The results of the study were recently published in the
Journal of Translational Psychiatry.
Reproduced with permission of Translational Psychiatry, the yellow and red splotches may indicate tau protein
The 39-year old player in the study had a history of 22 concussions and exhibited clinical symptoms of CTE. CTE is a neurodegenerative brain disease that has been associated with repetitive blows to the head in athletes and soldiers. The player reported a wide range of symptoms, including: short-term memory loss, headaches, sensitivity to light, irritability, depression, sleep disturbance, delusions, and other symptoms.
According to Gandy, the next step will be to organize a clinical trial of possible CTE treatments once funds are raised for such a study.
CTE has a distinctive pattern of tau protein deposition in the brain. The surface of the brain is highly wrinkled. The tau accumulation in CTE appears to trace the highly-folded surface of the brain and is especially concentrated at the deepest points in the wrinkles and folds.

▸ MATERIAL SUPPLIED
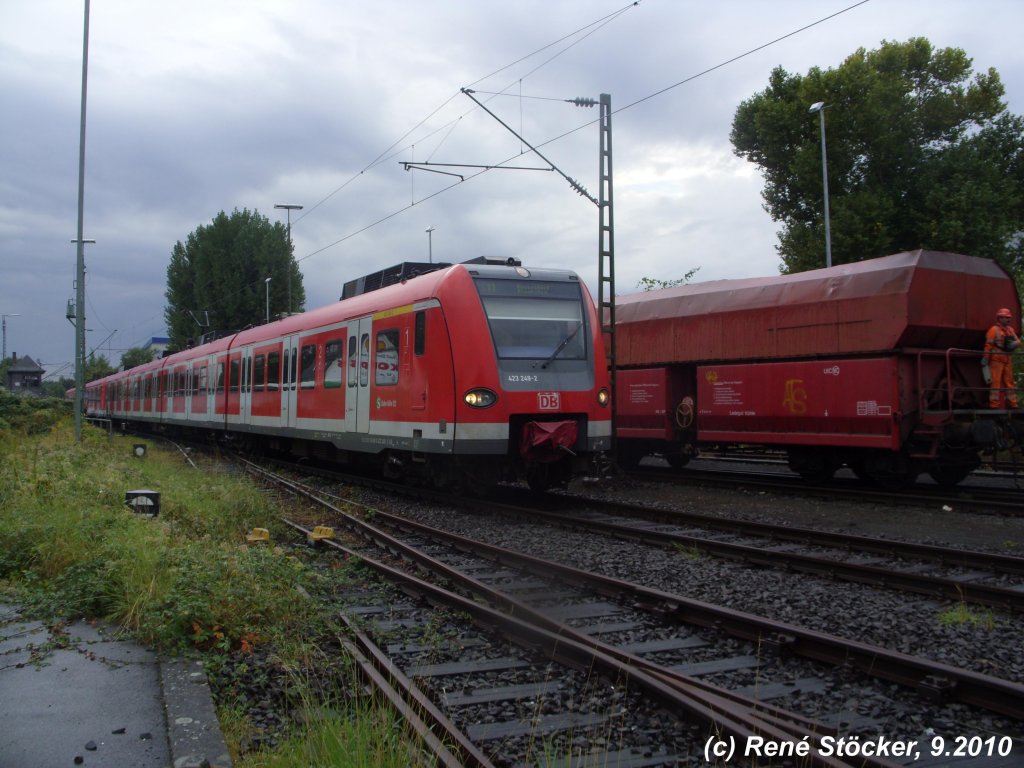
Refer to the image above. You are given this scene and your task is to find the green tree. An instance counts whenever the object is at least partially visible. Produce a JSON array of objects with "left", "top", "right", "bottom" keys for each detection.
[
  {"left": 85, "top": 352, "right": 116, "bottom": 382},
  {"left": 730, "top": 38, "right": 1024, "bottom": 274},
  {"left": 121, "top": 347, "right": 153, "bottom": 371},
  {"left": 637, "top": 266, "right": 700, "bottom": 293},
  {"left": 164, "top": 209, "right": 306, "bottom": 348}
]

▸ WHAT THE TASK ASKS
In the CTE passage, how many concussions had the player in the study had?

▸ RESPONSE AREA
22 concussions.